__STATED GOAL__:
Return each line of the listing below, unchanged, and omit the images.

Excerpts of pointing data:

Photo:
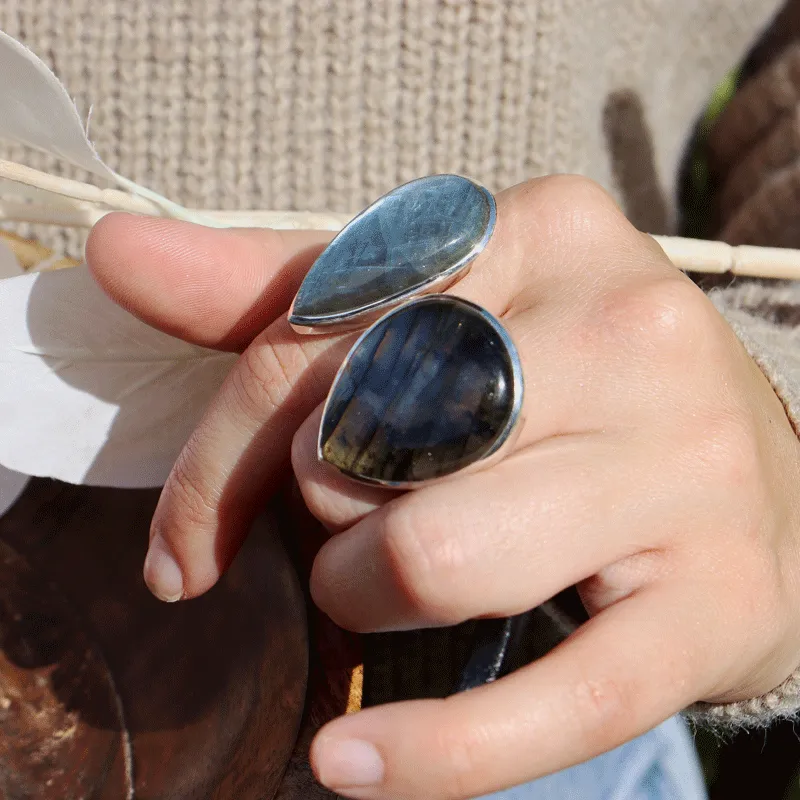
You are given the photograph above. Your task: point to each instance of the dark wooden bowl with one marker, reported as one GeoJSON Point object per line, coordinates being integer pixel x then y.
{"type": "Point", "coordinates": [105, 693]}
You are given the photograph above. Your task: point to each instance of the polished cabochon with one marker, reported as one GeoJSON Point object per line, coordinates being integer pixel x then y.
{"type": "Point", "coordinates": [416, 239]}
{"type": "Point", "coordinates": [432, 388]}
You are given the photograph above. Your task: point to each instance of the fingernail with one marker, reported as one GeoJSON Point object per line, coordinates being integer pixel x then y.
{"type": "Point", "coordinates": [348, 764]}
{"type": "Point", "coordinates": [162, 573]}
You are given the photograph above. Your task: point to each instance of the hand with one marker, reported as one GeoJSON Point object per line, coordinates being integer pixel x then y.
{"type": "Point", "coordinates": [656, 470]}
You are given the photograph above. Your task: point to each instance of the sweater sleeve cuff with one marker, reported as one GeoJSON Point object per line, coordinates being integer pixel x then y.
{"type": "Point", "coordinates": [766, 319]}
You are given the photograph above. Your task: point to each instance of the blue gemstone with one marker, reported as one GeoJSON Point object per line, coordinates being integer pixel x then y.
{"type": "Point", "coordinates": [421, 232]}
{"type": "Point", "coordinates": [429, 389]}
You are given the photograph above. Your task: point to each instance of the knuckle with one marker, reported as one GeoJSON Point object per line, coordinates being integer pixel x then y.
{"type": "Point", "coordinates": [420, 562]}
{"type": "Point", "coordinates": [727, 451]}
{"type": "Point", "coordinates": [572, 208]}
{"type": "Point", "coordinates": [667, 319]}
{"type": "Point", "coordinates": [267, 376]}
{"type": "Point", "coordinates": [603, 707]}
{"type": "Point", "coordinates": [192, 500]}
{"type": "Point", "coordinates": [461, 752]}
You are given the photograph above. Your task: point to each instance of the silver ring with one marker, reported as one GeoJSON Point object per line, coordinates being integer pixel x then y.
{"type": "Point", "coordinates": [433, 388]}
{"type": "Point", "coordinates": [417, 239]}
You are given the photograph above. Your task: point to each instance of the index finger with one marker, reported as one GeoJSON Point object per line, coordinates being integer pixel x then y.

__IN RESPONSE__:
Photo:
You are given the photograph above. Your task: point to each instance of the dark wooden bowl with one marker, reported as one GeoJSON Point object per line, coordinates being integer pixel x then y.
{"type": "Point", "coordinates": [105, 693]}
You are given the photograph above. Your task: point to each instance of the polished cabochon with one marker, reported as one GeoJSON Point object per line, coordinates being integer pixel x then y.
{"type": "Point", "coordinates": [416, 239]}
{"type": "Point", "coordinates": [432, 388]}
You are given the photograph above. Your task: point to each instance of the fingernail with one marker, reported as one GeoJSON Point object per line, coordinates being integer pixel x then y.
{"type": "Point", "coordinates": [348, 764]}
{"type": "Point", "coordinates": [162, 573]}
You are given the photograph above. Your task: point to each instance of the hand with one marker, reported as one GeoJSON Point object per line, coordinates being integer pixel x then y.
{"type": "Point", "coordinates": [656, 470]}
You are given the photograph above. Your task: point to each instance of the sweater sleeve cuff with one marker, reported as one GeoJSON Point object per line, coordinates being integer pixel x then y.
{"type": "Point", "coordinates": [766, 319]}
You are given the photograph above. Your task: point to each instance of the blue gemstone with one marker, reported as one GeoJSON Point object per line, coordinates being integer pixel x then y.
{"type": "Point", "coordinates": [421, 232]}
{"type": "Point", "coordinates": [429, 389]}
You are given the photograph above. Your task: point to each instance of the knuckle with one marker, reported as one GeoJSON Point object per line, coordinates being integer pixel x then y.
{"type": "Point", "coordinates": [420, 562]}
{"type": "Point", "coordinates": [727, 451]}
{"type": "Point", "coordinates": [572, 208]}
{"type": "Point", "coordinates": [667, 319]}
{"type": "Point", "coordinates": [267, 376]}
{"type": "Point", "coordinates": [603, 707]}
{"type": "Point", "coordinates": [192, 500]}
{"type": "Point", "coordinates": [461, 752]}
You are given the photograph above. Your task: point to each instance of the silver ring with one marker, reported as one GeoJSON Point object per line, coordinates being integer pixel x then y.
{"type": "Point", "coordinates": [433, 388]}
{"type": "Point", "coordinates": [417, 239]}
You are given the photograph above. Your task: point to each instance of the index finger with one marker, reported as one GeoJSON Point object per line, coordinates being integer pixel x then y.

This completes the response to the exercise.